*EXERCISE*
Every entry below is to be copied exactly, with nothing left out.

Data items:
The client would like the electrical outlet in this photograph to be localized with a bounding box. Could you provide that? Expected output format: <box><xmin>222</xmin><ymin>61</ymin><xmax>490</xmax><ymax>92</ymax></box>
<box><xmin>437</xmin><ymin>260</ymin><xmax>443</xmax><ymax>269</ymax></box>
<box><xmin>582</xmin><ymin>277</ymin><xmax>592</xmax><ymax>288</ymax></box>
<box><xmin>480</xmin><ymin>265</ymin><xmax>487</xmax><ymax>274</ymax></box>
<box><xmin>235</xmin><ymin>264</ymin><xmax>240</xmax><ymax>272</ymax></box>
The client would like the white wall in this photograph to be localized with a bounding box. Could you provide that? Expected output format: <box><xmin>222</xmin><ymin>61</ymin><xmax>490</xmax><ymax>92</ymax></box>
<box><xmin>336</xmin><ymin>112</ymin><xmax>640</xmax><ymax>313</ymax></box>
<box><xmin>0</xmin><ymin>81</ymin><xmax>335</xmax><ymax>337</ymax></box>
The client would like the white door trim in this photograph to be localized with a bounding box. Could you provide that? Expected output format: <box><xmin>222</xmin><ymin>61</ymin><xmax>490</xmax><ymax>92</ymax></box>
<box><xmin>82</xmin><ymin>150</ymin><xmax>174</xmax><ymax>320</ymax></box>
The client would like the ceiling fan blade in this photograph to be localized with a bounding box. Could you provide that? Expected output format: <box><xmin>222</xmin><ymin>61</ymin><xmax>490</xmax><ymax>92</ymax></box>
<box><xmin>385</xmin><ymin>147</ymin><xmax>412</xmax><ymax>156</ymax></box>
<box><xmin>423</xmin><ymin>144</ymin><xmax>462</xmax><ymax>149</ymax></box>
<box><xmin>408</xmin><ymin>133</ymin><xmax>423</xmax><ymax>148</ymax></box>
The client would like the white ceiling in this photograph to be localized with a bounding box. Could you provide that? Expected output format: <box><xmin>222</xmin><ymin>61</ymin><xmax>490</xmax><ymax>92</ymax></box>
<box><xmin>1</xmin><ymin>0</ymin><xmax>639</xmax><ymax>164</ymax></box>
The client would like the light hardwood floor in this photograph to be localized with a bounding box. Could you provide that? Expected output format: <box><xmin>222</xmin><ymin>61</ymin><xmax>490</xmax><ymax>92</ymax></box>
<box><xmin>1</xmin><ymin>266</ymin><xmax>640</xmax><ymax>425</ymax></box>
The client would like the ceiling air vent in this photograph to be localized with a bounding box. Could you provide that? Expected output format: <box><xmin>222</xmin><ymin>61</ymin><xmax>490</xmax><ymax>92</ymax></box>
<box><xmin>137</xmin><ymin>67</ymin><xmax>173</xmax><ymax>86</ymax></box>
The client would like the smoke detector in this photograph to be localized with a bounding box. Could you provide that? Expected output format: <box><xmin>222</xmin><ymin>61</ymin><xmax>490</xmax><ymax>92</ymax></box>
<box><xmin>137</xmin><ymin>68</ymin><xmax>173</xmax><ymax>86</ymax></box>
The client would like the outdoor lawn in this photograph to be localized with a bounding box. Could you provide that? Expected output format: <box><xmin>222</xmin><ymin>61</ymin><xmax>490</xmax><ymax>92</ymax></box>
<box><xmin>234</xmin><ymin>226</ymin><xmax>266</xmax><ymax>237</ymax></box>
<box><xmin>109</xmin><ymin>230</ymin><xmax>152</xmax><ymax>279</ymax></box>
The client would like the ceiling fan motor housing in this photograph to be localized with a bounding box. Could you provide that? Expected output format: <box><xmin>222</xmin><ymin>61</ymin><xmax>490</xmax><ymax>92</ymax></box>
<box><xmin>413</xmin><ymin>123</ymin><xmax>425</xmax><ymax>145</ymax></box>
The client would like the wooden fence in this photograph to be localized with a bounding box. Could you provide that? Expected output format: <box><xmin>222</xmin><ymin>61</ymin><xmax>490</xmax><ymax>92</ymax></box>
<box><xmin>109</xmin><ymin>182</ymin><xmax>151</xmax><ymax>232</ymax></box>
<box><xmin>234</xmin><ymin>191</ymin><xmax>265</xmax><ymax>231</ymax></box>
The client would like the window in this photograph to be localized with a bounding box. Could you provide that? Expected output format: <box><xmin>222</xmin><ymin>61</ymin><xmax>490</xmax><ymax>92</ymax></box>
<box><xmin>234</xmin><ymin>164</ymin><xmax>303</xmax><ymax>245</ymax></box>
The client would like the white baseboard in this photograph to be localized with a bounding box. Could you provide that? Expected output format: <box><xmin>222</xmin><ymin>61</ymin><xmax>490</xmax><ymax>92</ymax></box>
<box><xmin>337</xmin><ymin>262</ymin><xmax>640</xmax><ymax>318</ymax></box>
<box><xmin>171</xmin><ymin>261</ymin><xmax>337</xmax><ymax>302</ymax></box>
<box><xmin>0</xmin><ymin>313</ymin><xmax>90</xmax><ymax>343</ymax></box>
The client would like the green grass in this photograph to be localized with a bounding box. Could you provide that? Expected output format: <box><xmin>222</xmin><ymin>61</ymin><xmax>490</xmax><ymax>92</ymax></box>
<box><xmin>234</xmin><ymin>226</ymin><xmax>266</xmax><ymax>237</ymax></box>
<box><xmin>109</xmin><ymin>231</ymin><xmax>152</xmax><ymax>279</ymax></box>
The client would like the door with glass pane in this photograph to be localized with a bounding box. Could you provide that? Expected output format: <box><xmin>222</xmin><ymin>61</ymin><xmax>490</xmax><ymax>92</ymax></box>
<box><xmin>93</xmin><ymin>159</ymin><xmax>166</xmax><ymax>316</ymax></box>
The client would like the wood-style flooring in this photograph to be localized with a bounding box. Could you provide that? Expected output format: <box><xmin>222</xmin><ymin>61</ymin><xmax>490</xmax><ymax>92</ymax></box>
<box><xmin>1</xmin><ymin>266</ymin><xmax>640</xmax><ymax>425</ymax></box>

*TASK RESULT*
The client would like the electrical outlet in this photograph to be localized with a bounding box. Could you provide that? Expected output format: <box><xmin>222</xmin><ymin>61</ymin><xmax>490</xmax><ymax>92</ymax></box>
<box><xmin>437</xmin><ymin>260</ymin><xmax>443</xmax><ymax>269</ymax></box>
<box><xmin>582</xmin><ymin>277</ymin><xmax>592</xmax><ymax>288</ymax></box>
<box><xmin>480</xmin><ymin>265</ymin><xmax>487</xmax><ymax>274</ymax></box>
<box><xmin>235</xmin><ymin>264</ymin><xmax>240</xmax><ymax>272</ymax></box>
The client would like the white wall in this photograph to be localized with a bounding box. Could you provide that? Expected output format: <box><xmin>222</xmin><ymin>61</ymin><xmax>490</xmax><ymax>92</ymax></box>
<box><xmin>336</xmin><ymin>112</ymin><xmax>640</xmax><ymax>313</ymax></box>
<box><xmin>0</xmin><ymin>81</ymin><xmax>335</xmax><ymax>337</ymax></box>
The client would like the white door trim in this photograph to be localized with a bounding box. Could you provide that? Expected output format: <box><xmin>222</xmin><ymin>61</ymin><xmax>490</xmax><ymax>92</ymax></box>
<box><xmin>82</xmin><ymin>150</ymin><xmax>174</xmax><ymax>320</ymax></box>
The client would like the ceiling fan blade in this photograph to be localized with a bounding box. Could you provide that? Expected output format: <box><xmin>222</xmin><ymin>61</ymin><xmax>490</xmax><ymax>92</ymax></box>
<box><xmin>385</xmin><ymin>147</ymin><xmax>412</xmax><ymax>156</ymax></box>
<box><xmin>423</xmin><ymin>144</ymin><xmax>462</xmax><ymax>149</ymax></box>
<box><xmin>408</xmin><ymin>133</ymin><xmax>423</xmax><ymax>148</ymax></box>
The client would like the white ceiling in this photograph to be localized with a bounding box. Could you provide that? Expected output format: <box><xmin>222</xmin><ymin>61</ymin><xmax>490</xmax><ymax>92</ymax></box>
<box><xmin>1</xmin><ymin>0</ymin><xmax>639</xmax><ymax>164</ymax></box>
The client would like the light hardwood floor in this photograph to be localized with a bounding box. Could you provide that? Expected output format: <box><xmin>222</xmin><ymin>61</ymin><xmax>490</xmax><ymax>92</ymax></box>
<box><xmin>1</xmin><ymin>266</ymin><xmax>640</xmax><ymax>425</ymax></box>
The client would like the ceiling air vent in this photograph to be localized with a bounding box. Could you provide that? Expected output format: <box><xmin>222</xmin><ymin>61</ymin><xmax>490</xmax><ymax>92</ymax></box>
<box><xmin>137</xmin><ymin>67</ymin><xmax>173</xmax><ymax>86</ymax></box>
The client would like the smoke detector in this photograph to be localized with a bounding box. Could you provide that? Expected output format: <box><xmin>222</xmin><ymin>61</ymin><xmax>490</xmax><ymax>92</ymax></box>
<box><xmin>137</xmin><ymin>68</ymin><xmax>173</xmax><ymax>86</ymax></box>
The client would like the outdoor lawn in this photograph to be localized with a bounding box. Could you provide that? Expected output format: <box><xmin>222</xmin><ymin>61</ymin><xmax>490</xmax><ymax>92</ymax></box>
<box><xmin>234</xmin><ymin>226</ymin><xmax>266</xmax><ymax>237</ymax></box>
<box><xmin>109</xmin><ymin>230</ymin><xmax>152</xmax><ymax>279</ymax></box>
The client would like the ceiling fan motor housing in this photograph to be localized with a bounding box. Could you provide that? Expected output format: <box><xmin>222</xmin><ymin>61</ymin><xmax>490</xmax><ymax>92</ymax></box>
<box><xmin>413</xmin><ymin>123</ymin><xmax>425</xmax><ymax>145</ymax></box>
The client would like the wooden fence in this photograph to be localized with a bounding box. Could you provide that? Expected output format: <box><xmin>222</xmin><ymin>61</ymin><xmax>490</xmax><ymax>92</ymax></box>
<box><xmin>109</xmin><ymin>182</ymin><xmax>151</xmax><ymax>232</ymax></box>
<box><xmin>234</xmin><ymin>191</ymin><xmax>265</xmax><ymax>231</ymax></box>
The client would like the window in this photograph to be localized with a bounding box. Could you provide that? Expected output format: <box><xmin>222</xmin><ymin>61</ymin><xmax>490</xmax><ymax>92</ymax></box>
<box><xmin>234</xmin><ymin>164</ymin><xmax>303</xmax><ymax>245</ymax></box>
The client would like the white baseboard in this photograph to be localized with a bounding box. Could you provide that? Expected output format: <box><xmin>222</xmin><ymin>61</ymin><xmax>490</xmax><ymax>92</ymax></box>
<box><xmin>337</xmin><ymin>262</ymin><xmax>640</xmax><ymax>318</ymax></box>
<box><xmin>171</xmin><ymin>261</ymin><xmax>337</xmax><ymax>302</ymax></box>
<box><xmin>0</xmin><ymin>313</ymin><xmax>90</xmax><ymax>343</ymax></box>
The client would like the green grass in this photograph to be localized with a bounding box. Could you provide that? Expected output format: <box><xmin>222</xmin><ymin>61</ymin><xmax>490</xmax><ymax>92</ymax></box>
<box><xmin>234</xmin><ymin>226</ymin><xmax>266</xmax><ymax>237</ymax></box>
<box><xmin>109</xmin><ymin>231</ymin><xmax>152</xmax><ymax>279</ymax></box>
The client would like the door with glass pane in this photograph to be localized with a bounding box. Could you provide that? Expected output format: <box><xmin>222</xmin><ymin>61</ymin><xmax>490</xmax><ymax>92</ymax></box>
<box><xmin>93</xmin><ymin>159</ymin><xmax>166</xmax><ymax>316</ymax></box>
The client would like the wood-style flooring in this photograph to be localized with a bounding box. Could you provide that? Expected output format: <box><xmin>222</xmin><ymin>61</ymin><xmax>490</xmax><ymax>92</ymax></box>
<box><xmin>1</xmin><ymin>266</ymin><xmax>640</xmax><ymax>425</ymax></box>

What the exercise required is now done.